Segment Open
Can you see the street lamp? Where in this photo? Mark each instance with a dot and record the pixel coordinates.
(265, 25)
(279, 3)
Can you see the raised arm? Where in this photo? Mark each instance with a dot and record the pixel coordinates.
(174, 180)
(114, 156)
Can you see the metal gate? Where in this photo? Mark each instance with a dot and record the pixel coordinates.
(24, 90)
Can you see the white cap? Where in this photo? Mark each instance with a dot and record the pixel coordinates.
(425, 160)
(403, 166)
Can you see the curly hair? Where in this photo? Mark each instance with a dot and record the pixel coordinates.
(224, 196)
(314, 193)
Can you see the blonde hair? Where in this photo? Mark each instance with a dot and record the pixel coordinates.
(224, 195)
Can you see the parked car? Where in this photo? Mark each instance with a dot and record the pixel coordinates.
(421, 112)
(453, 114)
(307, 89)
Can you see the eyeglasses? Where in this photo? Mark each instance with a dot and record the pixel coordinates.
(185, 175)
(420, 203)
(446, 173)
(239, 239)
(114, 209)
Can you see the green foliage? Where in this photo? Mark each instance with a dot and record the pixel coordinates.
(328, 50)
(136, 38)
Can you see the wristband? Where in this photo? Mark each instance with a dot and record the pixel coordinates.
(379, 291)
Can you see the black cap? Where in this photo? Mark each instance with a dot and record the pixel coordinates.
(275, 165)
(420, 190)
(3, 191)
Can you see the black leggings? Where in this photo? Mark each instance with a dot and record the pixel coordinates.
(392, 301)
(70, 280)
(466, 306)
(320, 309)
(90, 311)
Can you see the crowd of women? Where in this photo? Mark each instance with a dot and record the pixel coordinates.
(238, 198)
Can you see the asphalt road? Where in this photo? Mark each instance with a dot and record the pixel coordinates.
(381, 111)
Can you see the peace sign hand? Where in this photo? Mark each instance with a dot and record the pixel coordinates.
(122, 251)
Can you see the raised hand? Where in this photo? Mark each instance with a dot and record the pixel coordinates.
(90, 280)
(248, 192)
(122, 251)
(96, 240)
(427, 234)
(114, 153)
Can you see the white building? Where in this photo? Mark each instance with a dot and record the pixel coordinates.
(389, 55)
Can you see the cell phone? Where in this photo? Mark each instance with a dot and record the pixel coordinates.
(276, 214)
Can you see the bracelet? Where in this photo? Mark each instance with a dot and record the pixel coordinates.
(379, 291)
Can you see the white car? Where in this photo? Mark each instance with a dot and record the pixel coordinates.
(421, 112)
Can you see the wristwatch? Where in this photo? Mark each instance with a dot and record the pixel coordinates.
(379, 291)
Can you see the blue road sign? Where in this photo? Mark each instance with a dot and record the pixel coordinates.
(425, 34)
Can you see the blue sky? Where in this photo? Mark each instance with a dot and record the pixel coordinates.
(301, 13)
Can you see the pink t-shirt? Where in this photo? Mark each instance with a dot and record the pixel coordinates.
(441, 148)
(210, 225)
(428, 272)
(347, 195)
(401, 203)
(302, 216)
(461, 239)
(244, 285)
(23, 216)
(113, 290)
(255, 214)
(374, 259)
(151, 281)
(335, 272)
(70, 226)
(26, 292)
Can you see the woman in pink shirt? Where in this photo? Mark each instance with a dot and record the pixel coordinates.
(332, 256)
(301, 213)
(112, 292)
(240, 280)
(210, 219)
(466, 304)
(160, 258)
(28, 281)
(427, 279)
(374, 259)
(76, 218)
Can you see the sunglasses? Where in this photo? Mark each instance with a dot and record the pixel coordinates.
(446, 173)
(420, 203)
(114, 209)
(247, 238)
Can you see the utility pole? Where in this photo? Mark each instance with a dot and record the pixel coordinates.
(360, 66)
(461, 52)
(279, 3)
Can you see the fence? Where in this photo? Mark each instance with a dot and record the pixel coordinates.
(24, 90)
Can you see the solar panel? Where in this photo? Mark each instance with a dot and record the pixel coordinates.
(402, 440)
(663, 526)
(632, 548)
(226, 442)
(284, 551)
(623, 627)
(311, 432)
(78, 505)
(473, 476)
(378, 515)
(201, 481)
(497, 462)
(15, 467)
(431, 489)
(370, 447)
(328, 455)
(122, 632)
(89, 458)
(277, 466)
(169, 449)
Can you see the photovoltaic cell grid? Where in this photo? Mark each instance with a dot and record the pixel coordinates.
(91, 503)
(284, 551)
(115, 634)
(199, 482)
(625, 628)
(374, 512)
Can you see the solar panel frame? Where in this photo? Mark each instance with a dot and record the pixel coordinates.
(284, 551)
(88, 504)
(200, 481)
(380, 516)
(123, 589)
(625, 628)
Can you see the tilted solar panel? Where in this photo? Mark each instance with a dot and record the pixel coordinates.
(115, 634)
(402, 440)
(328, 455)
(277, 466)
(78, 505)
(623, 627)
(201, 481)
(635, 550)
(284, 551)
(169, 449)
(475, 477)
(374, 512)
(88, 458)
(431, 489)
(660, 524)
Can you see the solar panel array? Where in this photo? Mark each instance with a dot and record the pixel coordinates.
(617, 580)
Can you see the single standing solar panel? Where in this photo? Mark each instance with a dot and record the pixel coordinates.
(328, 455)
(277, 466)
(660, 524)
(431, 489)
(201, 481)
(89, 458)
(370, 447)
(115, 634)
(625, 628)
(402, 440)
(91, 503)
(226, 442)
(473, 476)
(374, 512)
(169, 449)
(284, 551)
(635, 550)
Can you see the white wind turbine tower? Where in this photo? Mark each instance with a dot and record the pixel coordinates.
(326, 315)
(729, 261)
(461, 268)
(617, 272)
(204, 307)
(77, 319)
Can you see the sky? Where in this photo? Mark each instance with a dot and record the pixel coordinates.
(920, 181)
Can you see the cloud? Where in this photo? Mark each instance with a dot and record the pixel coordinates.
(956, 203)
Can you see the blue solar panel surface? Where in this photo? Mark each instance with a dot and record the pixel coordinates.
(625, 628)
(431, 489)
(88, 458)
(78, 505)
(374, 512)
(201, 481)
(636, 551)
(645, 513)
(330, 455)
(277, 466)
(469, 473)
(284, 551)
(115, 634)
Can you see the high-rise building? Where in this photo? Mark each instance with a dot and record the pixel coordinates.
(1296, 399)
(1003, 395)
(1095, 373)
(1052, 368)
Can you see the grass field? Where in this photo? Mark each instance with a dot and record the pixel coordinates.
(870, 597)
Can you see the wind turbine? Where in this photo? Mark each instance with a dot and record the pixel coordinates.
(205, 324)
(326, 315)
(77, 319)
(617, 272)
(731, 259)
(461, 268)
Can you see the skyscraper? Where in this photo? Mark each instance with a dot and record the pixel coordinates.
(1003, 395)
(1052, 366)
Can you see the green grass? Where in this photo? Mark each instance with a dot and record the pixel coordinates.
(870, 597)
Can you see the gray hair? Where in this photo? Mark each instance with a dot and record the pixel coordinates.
Segment Closed
■ **Problem**
Every single line of the listing must be retyped exactly.

■ **Final answer**
Can you see the street lamp? Where in this photo? Mark each instance with a dot and record the pixel coordinates.
(265, 25)
(279, 3)
Can you see the raised arm? Where in this photo? Mark each instance with a dot and record the pixel coordinates.
(174, 180)
(114, 156)
Can you see the metal gate? Where in this photo? Mark each instance with a dot and record the pixel coordinates.
(24, 90)
Can you see the white cap? Where in this photo? Mark each instance with a dot and record the pixel coordinates.
(425, 160)
(403, 166)
Can you see the curly hair? Where in this photo? Mark each instance with a dot and record the pixel coordinates.
(224, 196)
(314, 193)
Can you see the blonde hair? Where in this photo? Mark each instance with a dot and record the pixel coordinates.
(224, 195)
Can you see the parked car? Where in this photo? Mark each instance with a dot and record the pixel coordinates.
(421, 112)
(453, 114)
(307, 89)
Can you see the eyeglasses? Where in this photo? Mark each instance with a dot and record the pixel coordinates.
(185, 175)
(420, 203)
(446, 173)
(239, 239)
(114, 209)
Can you see the green foliage? Where in this photo? Mark each instance with a dot and record the pixel coordinates.
(328, 50)
(136, 38)
Can you see the wristband? Where in this photo? Mark each instance with a dot and record the pixel coordinates.
(379, 291)
Can you see the black cap? Where in this photo? Mark each instance with a dot and record the pixel coordinates.
(275, 165)
(420, 190)
(3, 191)
Can you see the black leggings? Where in this photo? Mark each instance with a dot and record the pixel coordinates.
(392, 301)
(70, 280)
(466, 306)
(320, 309)
(90, 311)
Can you see the crowd of women? Where in this photo? Mark each instance with a dot and record the pixel coordinates.
(238, 198)
Can you see the asphalt road? Where in this photo? Mark each instance with a dot and record the pixel coordinates.
(381, 111)
Can you see the peace sign hand? Where in this photo? Mark each instance with a dot and record the pixel coordinates.
(122, 251)
Can you see the raised hand? Where in this photo? Mark each instance with a dot and record the pixel coordinates.
(90, 280)
(248, 192)
(122, 251)
(96, 240)
(427, 234)
(114, 153)
Can you see the white building? Where in this photo? Mark each instance with a dot and record the pixel coordinates.
(389, 55)
Can you see the cell phone? Where in this photo? Mark each instance with a dot and record the pixel coordinates.
(276, 214)
Can you see the bracelet? Where in this photo? Mark each instance with a dot and record the pixel coordinates.
(379, 291)
Can you see the white car? Where in this photo? Mark each instance with a dot and record the pixel coordinates.
(421, 112)
Can you see the wristwatch? Where in this photo? Mark each instance with a dot and record the pixel coordinates.
(379, 291)
Can you see the blue road sign? Where in this photo? Mark each instance with a dot and record the pixel coordinates.
(425, 34)
Can you see the blue sky? Where in this photo? Mark each instance with a dot and record the pixel coordinates.
(301, 13)
Can you see the pink t-shirt? Where in this photo? Mark each instance with a dot and record the pixel coordinates.
(441, 148)
(210, 225)
(428, 272)
(347, 195)
(401, 203)
(302, 216)
(461, 239)
(244, 285)
(23, 216)
(113, 290)
(255, 214)
(374, 259)
(151, 281)
(335, 272)
(70, 226)
(26, 292)
Can you see the woman in pink shirt? Where in this photo? Mark each instance with a dot and record the pixel coordinates.
(332, 256)
(301, 213)
(112, 292)
(240, 280)
(210, 219)
(466, 304)
(160, 258)
(28, 281)
(427, 279)
(374, 259)
(76, 218)
Can you see the sunglasses? Where in this photo? Mark each instance with a dot and record the pixel coordinates.
(446, 173)
(420, 203)
(114, 209)
(247, 238)
Can you see the utility pole? Where in this photo? Mark each instance with a dot and record the pixel coordinates.
(360, 66)
(461, 52)
(279, 3)
Can you see the fence? Where in this photo? Mark each instance with a dot and record the pixel coordinates.
(24, 90)
Can you see the solar panel? Where in this photo? Mark each instance with a dot and record the pixel coordinates.
(402, 440)
(663, 526)
(632, 548)
(226, 442)
(284, 551)
(623, 627)
(311, 432)
(78, 505)
(473, 476)
(378, 515)
(201, 481)
(497, 462)
(15, 467)
(431, 489)
(370, 447)
(328, 455)
(122, 632)
(89, 458)
(277, 466)
(169, 449)
Can you see the photovoltaic cell grid? Where in this photo? Mark each instance with a dot and record the pixel coordinates.
(91, 503)
(284, 551)
(115, 634)
(199, 482)
(625, 628)
(374, 512)
Can you see the solar panel frame? Where in this photo? Mark each instance with a dot and record the pixel coordinates.
(284, 551)
(88, 504)
(200, 481)
(380, 516)
(123, 589)
(625, 628)
Can you see the tilted solar panel? Where in this photo? Mark each instance with a dot and record the pixel coordinates.
(115, 634)
(402, 440)
(328, 455)
(277, 466)
(78, 505)
(623, 627)
(201, 481)
(635, 550)
(284, 551)
(169, 449)
(475, 477)
(374, 512)
(88, 458)
(431, 489)
(660, 524)
Can you see the solar panel array? Where in this photo? Mark each instance with a dot and record the pixel coordinates.
(617, 580)
Can you see the single standing solar panel? Where in this photo? Mark each instance with a dot and record the pixel coordinates.
(328, 455)
(277, 466)
(660, 524)
(431, 489)
(201, 481)
(89, 458)
(370, 447)
(115, 634)
(625, 628)
(402, 440)
(91, 503)
(226, 442)
(473, 476)
(374, 512)
(169, 449)
(284, 551)
(635, 550)
Can you see the white wind turbine tower? Where in this photo? Mark each instance with a dot and record the pixel coordinates.
(326, 315)
(729, 261)
(461, 268)
(617, 272)
(204, 307)
(77, 319)
Can you see the sky? Where in this photo? Mark each instance with a dot and record the pixel coordinates.
(920, 181)
Can you see the cloud? Where in this photo? Mark each instance with a dot and record the pixel coordinates.
(956, 203)
Can you see the blue solar panel surface? Where in this photo? Mark each instance with a dot and record the pixel coordinates.
(625, 628)
(431, 489)
(88, 458)
(78, 505)
(374, 512)
(201, 481)
(636, 551)
(645, 513)
(330, 455)
(277, 466)
(469, 473)
(284, 551)
(115, 634)
Can you see the high-rise building? Where in this photo? Mark each instance with a dot and record the pixel coordinates.
(1296, 399)
(1003, 395)
(1095, 373)
(1052, 368)
Can you see the grass field? Where in this photo? Mark each instance with a dot and record the pixel coordinates.
(870, 597)
Can you see the wind turbine? Where in this photo? Mark each instance with a dot and record the pixel coordinates.
(205, 324)
(326, 315)
(77, 319)
(617, 272)
(731, 259)
(461, 268)
Can you see the skyscraper? Where in this photo? Mark each instance with a dot and record the pixel coordinates.
(1003, 395)
(1052, 366)
Can you see the green grass? Where in this photo? Mark each instance with a dot and record the pixel coordinates.
(870, 597)
Can you see the gray hair? Where in this photo? Mark each instance with a dot and record the pixel coordinates.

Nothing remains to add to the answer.